## JOBS
- a) From the benchmark notes, copy the passage starting with "Cold load (vLLM" and going on through "the MARLIN port.".
- b) According to the benchmark notes, about how long did the cold load take with the stock backend on a single Spark?
- c) Using the benchmark notes, explain why Behemoth's relative speedup is smaller than Anubis-Pro-105B's.

3 sequential runs all returned 3.21 tok/s (62 247 / 62 254 / 62 256 ms wall) — the MARLIN-GEMM path is essentially deterministic. Behemoth's relative speedup is smaller than e.g. Anubis-Pro-105B (+22 % under the same switch) because at 123B the decode is more memory-bound on KV cache reads — MARLIN's faster GEMM matters less when reading the cache is the bottleneck.

Cold load (vLLM startup, first-request end-to-end from disk): ~430 s (7:10) with stock backend on a single Spark for the 66 GB of NVFP4 shards. MARLIN's first-time kernel JIT compile may add a one-time 30–60 s; cached for subsequent loads.

Stock-bench config: --quantization compressed-tensors --kv-cache-dtype fp8 --max-num-seqs 4 --gpu-memory-utilization 0.90 with vLLM 0.20.2rc1.dev53+g01b9b5af6 and no runtime env-var tuning. Tuned-bench: same plus the env vars and flag above. See Avarok's blog post for background on the MARLIN port.

## SUPPLIED ENTRIES
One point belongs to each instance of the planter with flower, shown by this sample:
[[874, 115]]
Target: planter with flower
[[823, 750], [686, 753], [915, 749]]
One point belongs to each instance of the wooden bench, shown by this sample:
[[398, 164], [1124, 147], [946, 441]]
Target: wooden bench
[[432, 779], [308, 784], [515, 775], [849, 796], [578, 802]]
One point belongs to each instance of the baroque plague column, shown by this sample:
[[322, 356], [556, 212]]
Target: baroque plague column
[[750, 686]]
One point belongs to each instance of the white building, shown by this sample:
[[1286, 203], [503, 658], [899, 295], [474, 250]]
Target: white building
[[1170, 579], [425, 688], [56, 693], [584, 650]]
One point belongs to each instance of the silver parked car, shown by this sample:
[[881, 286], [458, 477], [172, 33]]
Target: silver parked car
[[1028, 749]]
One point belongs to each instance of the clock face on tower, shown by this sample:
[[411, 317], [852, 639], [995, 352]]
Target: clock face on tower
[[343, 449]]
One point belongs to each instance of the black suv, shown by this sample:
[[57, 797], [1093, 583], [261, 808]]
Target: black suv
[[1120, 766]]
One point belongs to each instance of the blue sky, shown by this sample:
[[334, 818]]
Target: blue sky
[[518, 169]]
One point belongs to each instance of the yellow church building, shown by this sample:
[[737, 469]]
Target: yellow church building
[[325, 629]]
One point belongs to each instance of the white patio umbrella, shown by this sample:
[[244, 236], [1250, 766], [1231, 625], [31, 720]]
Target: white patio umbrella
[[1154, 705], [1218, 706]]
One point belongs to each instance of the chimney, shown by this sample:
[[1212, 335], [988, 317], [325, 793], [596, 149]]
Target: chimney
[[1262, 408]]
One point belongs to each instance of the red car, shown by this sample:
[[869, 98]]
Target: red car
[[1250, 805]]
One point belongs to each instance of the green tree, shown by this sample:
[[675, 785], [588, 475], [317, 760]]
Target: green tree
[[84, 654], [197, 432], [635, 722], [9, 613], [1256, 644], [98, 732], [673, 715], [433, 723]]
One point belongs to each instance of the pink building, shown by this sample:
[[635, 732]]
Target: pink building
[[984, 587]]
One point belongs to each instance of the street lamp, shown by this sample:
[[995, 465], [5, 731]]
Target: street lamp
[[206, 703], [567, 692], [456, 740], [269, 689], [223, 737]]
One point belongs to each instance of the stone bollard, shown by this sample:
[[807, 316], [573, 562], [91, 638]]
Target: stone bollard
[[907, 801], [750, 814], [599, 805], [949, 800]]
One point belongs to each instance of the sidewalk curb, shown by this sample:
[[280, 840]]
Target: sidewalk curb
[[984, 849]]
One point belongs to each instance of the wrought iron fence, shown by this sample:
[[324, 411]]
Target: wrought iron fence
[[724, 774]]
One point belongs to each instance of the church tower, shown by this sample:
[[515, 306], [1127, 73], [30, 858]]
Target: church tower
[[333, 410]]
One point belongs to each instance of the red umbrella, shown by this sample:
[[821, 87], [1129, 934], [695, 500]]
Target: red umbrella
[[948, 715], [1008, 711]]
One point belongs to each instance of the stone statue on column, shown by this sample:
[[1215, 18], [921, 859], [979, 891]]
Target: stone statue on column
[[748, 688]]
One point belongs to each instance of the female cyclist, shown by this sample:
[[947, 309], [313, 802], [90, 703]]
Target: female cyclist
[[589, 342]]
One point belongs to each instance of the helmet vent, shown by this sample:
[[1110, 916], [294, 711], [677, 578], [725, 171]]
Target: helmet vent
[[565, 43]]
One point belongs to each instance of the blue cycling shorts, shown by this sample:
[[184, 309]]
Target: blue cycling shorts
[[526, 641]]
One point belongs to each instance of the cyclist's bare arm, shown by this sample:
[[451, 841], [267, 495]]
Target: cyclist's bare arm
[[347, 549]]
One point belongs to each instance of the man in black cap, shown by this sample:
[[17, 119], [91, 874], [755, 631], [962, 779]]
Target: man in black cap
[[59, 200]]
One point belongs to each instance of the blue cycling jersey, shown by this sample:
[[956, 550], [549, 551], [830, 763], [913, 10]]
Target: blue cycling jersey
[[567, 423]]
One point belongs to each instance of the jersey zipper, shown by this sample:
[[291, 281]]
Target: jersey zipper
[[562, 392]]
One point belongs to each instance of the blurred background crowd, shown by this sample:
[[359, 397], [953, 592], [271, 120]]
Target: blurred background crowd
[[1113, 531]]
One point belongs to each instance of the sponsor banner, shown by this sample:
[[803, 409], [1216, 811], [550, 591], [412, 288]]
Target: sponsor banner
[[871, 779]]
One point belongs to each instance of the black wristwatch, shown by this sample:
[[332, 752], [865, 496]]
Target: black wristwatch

## THE REPLIES
- a)
Cold load (vLLM startup, first-request end-to-end from disk): ~430 s (7:10) with stock backend on a single Spark for the 66 GB of NVFP4 shards. MARLIN's first-time kernel JIT compile may add a one-time 30–60 s; cached for subsequent loads.

Stock-bench config: --quantization compressed-tensors --kv-cache-dtype fp8 --max-num-seqs 4 --gpu-memory-utilization 0.90 with vLLM 0.20.2rc1.dev53+g01b9b5af6 and no runtime env-var tuning. Tuned-bench: same plus the env vars and flag above. See Avarok's blog post for background on the MARLIN port.

- b) About 430 seconds (7:10).

- c) At 123B, the decode is more memory-bound on KV cache reads. MARLIN's faster GEMM matters less when reading the cache is the bottleneck.